Task inputs:
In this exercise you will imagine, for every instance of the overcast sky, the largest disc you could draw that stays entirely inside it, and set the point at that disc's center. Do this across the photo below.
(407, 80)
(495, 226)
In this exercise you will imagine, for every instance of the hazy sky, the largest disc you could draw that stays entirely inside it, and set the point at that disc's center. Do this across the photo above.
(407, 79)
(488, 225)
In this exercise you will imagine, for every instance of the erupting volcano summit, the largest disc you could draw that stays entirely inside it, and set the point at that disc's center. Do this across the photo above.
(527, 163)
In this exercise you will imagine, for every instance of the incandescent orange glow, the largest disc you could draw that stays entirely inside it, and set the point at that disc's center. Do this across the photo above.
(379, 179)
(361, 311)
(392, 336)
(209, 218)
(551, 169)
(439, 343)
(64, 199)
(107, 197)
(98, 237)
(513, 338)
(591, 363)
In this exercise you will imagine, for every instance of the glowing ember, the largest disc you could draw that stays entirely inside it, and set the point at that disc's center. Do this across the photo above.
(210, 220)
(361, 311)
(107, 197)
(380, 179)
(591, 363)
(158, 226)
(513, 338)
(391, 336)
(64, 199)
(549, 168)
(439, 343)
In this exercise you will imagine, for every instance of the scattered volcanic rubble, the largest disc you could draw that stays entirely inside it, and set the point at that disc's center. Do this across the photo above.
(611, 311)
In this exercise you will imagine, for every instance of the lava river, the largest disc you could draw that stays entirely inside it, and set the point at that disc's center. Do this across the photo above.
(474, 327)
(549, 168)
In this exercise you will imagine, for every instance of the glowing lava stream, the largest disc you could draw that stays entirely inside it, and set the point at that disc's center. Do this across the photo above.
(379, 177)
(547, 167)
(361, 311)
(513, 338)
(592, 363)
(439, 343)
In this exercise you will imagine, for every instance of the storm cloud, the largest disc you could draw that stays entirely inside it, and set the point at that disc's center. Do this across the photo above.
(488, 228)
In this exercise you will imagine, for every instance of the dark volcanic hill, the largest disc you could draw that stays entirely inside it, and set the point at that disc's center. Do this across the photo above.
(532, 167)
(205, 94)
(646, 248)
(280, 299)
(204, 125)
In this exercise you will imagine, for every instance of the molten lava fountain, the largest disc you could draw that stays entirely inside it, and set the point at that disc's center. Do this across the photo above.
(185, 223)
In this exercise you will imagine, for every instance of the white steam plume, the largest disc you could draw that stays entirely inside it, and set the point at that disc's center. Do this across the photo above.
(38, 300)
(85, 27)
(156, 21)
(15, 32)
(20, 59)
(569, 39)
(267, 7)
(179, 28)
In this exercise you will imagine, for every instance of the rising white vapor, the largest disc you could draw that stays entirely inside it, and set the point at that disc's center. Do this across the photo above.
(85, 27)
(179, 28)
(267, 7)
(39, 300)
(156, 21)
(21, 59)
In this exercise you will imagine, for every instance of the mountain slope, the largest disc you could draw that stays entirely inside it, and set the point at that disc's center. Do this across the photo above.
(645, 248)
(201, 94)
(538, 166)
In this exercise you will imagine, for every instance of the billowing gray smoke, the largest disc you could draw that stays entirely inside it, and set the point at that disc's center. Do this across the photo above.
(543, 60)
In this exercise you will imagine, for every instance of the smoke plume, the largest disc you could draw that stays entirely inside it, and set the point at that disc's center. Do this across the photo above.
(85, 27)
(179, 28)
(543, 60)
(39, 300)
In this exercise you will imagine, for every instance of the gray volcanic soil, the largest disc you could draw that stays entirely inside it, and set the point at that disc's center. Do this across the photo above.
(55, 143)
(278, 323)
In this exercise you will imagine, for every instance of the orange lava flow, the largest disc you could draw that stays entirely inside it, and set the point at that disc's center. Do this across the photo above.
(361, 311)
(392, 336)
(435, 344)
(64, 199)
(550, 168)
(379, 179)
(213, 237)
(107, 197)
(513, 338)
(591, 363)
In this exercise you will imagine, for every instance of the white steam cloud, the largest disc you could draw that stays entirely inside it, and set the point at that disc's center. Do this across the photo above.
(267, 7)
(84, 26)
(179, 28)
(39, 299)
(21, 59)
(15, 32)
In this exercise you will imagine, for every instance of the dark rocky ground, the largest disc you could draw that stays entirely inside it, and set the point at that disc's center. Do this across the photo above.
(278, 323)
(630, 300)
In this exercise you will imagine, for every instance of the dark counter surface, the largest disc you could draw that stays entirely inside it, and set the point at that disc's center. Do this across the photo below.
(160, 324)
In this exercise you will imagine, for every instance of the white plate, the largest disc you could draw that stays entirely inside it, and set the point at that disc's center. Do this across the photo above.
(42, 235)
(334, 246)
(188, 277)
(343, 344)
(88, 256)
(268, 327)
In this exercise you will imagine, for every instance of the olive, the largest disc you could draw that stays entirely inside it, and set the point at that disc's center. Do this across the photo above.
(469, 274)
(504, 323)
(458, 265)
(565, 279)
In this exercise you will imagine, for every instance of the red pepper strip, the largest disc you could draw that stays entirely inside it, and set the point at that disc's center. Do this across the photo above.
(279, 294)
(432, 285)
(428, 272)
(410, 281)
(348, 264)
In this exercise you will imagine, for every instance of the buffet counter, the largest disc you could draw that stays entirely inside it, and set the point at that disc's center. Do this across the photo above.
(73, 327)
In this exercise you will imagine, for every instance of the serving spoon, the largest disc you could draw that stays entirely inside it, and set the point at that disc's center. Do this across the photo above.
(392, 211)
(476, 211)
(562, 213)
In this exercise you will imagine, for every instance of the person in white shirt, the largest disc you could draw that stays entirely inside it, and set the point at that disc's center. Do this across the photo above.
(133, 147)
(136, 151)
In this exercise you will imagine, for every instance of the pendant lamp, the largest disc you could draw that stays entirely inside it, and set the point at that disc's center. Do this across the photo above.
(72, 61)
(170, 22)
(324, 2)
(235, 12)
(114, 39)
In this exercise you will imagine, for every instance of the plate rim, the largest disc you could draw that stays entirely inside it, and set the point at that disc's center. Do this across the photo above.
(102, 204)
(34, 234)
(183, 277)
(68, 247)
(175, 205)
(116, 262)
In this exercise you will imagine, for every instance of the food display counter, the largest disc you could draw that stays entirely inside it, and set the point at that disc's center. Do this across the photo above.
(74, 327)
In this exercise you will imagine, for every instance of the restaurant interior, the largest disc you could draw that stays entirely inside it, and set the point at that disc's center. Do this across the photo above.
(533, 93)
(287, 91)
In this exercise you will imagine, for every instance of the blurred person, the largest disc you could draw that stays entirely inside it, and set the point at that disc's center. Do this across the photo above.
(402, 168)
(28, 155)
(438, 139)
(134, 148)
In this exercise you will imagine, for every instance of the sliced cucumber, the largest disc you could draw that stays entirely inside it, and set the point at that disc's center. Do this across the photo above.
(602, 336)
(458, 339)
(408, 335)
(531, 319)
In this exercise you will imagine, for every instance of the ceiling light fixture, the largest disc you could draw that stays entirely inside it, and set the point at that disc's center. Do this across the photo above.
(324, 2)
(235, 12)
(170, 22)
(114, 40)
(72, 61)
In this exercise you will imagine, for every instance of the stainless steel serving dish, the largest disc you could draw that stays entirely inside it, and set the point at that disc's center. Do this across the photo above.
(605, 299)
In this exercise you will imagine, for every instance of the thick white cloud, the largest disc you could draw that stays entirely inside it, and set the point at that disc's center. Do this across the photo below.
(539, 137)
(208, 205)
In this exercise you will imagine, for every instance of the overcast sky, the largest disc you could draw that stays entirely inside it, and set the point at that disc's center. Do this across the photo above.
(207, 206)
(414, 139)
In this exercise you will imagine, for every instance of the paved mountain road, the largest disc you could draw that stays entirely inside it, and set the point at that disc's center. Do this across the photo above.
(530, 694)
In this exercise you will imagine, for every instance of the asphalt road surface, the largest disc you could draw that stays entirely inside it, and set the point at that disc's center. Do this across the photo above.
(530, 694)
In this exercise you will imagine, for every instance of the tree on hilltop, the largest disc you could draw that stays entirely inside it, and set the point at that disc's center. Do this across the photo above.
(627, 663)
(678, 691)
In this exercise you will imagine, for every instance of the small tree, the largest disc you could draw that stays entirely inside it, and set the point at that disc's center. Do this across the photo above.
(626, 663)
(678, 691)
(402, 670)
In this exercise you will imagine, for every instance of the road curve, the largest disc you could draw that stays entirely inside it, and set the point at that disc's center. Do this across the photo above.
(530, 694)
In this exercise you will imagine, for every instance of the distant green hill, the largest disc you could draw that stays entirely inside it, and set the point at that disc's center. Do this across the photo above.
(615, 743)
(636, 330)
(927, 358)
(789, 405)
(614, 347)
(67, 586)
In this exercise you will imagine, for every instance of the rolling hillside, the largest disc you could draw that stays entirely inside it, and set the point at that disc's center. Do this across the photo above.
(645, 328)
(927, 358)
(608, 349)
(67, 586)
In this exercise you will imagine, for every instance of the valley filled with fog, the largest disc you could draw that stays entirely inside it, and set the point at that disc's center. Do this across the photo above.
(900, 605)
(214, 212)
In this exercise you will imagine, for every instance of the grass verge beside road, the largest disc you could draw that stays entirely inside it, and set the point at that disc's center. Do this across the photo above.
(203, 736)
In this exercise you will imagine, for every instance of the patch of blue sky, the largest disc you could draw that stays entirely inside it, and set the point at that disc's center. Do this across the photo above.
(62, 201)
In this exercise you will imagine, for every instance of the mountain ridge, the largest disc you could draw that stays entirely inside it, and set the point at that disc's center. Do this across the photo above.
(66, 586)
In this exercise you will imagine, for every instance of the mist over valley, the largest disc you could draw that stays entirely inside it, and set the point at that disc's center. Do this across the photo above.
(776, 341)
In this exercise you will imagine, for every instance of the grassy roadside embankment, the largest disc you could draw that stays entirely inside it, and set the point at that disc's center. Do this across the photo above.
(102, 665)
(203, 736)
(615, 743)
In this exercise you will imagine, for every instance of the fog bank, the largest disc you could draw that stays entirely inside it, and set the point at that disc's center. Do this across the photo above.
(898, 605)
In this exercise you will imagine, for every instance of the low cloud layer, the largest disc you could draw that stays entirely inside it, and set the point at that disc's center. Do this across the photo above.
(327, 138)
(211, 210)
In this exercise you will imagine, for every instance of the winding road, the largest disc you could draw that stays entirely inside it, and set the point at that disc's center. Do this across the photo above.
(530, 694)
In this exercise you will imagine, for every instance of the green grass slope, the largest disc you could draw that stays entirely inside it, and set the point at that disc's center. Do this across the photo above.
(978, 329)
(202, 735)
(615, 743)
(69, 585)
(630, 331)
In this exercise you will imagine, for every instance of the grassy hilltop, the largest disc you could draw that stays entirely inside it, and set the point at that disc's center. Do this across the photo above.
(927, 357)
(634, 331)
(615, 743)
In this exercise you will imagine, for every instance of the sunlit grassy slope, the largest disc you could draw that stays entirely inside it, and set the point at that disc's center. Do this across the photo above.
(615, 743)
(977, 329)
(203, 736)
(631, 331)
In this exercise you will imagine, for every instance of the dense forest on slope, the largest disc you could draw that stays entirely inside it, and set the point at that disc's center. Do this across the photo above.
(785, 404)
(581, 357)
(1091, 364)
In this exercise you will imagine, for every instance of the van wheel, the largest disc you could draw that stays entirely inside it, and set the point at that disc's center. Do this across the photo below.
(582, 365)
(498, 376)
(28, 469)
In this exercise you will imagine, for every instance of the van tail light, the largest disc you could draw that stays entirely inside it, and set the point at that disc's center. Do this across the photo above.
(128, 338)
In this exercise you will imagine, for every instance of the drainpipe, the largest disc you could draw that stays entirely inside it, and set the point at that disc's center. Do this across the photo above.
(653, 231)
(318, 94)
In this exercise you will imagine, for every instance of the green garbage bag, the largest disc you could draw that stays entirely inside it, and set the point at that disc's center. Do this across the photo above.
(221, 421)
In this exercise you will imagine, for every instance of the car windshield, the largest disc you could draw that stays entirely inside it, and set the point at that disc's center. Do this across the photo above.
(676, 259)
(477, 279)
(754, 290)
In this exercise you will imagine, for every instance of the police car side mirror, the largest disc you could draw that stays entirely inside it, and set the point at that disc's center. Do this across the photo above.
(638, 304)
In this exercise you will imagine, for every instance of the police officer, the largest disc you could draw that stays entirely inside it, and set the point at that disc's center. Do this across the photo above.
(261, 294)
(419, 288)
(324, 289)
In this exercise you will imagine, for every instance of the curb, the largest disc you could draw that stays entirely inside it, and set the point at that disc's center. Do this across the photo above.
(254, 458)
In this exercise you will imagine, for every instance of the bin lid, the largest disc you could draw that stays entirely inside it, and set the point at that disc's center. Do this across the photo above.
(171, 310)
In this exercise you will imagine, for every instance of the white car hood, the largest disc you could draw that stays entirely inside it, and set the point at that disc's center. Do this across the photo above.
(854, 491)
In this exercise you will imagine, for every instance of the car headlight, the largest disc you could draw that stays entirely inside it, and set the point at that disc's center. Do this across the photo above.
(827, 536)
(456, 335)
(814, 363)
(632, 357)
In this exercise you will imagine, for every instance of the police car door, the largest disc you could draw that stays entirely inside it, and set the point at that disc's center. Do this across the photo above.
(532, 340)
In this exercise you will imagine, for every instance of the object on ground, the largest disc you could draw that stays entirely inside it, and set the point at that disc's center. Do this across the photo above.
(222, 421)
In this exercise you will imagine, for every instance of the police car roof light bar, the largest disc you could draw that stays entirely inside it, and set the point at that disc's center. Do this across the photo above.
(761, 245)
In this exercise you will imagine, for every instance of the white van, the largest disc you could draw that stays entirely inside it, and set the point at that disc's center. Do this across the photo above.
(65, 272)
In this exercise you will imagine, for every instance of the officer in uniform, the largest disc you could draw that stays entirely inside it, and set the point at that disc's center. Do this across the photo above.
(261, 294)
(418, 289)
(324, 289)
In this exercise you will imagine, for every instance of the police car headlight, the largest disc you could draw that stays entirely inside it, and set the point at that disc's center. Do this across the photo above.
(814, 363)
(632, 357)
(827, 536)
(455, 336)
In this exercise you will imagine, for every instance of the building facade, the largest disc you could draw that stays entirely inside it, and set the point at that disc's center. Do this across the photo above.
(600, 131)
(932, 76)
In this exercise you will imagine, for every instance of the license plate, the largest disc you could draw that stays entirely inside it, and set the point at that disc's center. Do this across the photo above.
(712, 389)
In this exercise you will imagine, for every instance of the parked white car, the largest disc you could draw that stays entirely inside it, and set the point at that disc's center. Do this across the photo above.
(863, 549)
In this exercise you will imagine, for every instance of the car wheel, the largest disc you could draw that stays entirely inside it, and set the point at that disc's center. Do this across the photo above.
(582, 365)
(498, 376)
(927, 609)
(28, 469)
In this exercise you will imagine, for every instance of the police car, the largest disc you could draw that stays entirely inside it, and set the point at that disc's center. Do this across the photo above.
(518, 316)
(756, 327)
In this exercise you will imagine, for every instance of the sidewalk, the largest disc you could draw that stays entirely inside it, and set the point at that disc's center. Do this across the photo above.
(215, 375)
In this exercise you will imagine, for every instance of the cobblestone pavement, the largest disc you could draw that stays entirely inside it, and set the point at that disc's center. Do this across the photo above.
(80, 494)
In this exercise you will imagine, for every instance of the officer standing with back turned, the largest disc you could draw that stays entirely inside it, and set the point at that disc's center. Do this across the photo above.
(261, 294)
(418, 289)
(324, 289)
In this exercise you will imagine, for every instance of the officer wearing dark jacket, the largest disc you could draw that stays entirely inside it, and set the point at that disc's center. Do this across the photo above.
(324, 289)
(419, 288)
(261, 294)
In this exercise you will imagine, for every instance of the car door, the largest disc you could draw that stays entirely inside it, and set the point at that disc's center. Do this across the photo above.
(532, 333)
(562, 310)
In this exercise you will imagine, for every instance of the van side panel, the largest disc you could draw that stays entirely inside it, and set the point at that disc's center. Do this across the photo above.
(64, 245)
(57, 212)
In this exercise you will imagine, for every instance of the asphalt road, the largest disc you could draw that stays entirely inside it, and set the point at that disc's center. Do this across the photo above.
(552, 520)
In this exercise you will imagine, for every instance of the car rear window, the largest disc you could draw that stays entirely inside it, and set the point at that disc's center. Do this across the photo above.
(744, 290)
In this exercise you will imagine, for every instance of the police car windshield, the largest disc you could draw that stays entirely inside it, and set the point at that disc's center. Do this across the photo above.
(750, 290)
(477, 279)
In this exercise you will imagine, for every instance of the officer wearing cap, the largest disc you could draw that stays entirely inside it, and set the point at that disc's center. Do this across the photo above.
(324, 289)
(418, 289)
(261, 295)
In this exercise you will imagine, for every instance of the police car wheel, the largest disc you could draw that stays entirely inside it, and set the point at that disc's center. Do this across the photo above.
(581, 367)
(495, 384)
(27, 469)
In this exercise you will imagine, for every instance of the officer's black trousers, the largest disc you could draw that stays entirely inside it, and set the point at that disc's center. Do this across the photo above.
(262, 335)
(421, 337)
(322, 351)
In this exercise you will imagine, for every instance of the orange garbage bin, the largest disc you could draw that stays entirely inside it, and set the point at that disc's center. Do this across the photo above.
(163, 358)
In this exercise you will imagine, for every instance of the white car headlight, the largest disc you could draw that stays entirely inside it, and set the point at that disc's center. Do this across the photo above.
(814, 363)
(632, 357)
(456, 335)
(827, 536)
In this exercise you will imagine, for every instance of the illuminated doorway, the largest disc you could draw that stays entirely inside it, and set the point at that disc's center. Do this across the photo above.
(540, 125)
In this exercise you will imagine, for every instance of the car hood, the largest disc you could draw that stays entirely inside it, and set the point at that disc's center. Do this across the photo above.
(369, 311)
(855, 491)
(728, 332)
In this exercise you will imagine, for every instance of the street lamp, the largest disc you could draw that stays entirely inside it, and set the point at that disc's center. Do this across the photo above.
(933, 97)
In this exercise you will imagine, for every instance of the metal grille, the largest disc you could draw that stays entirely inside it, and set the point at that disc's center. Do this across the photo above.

Written request: Reproduce exactly, with nothing added, the lines from the one that contains "police car wheel, the" to the end of the data.

Exercise result:
In this exercise you will imagine, for every instance of the police car wheel, the largest disc you could draw that stays entirely inside it, and set the point at that disc's center. Do this across the photo above.
(581, 367)
(495, 384)
(27, 469)
In this exercise you will imagine, for every instance of the officer's black trousers, the largest disc you could draw that stays entirely inside it, and set the point at that disc's center. Do this across the photo above.
(262, 335)
(421, 337)
(322, 351)
In this exercise you will imagine, for every instance of the orange garbage bin, the largest disc you could draw that stays entirely inside it, and set the point at that disc's center. Do this across the photo above.
(163, 358)
In this exercise you will imagine, for every instance of the white car headlight, the largest disc you could draw that stays entirely inside it, and set the point at that disc's center. Do this across the photo above.
(814, 363)
(632, 357)
(456, 335)
(827, 536)
In this exercise you will imagine, for every instance of the illuminated doorway, the largest disc you could draw that stays entirely inside it, and set the point at that disc's center. Do this across the photo above.
(540, 125)
In this exercise you will imagine, for every instance of the car hood, the largest disc you could draw that stays entirely inside it, and set the point at that disc's center. Do this across the photo above.
(369, 311)
(855, 491)
(728, 332)
In this exercise you will imagine, for every instance of the street lamp, the largest disc you could draw that stays entirely inside it, and set the point at that disc's center. Do this across the photo above.
(933, 97)
In this exercise you will imagine, for every instance of the metal grille, the largest disc you could draw that stays entirely inside it, and set the point at that disc's center. Do this across the photo above.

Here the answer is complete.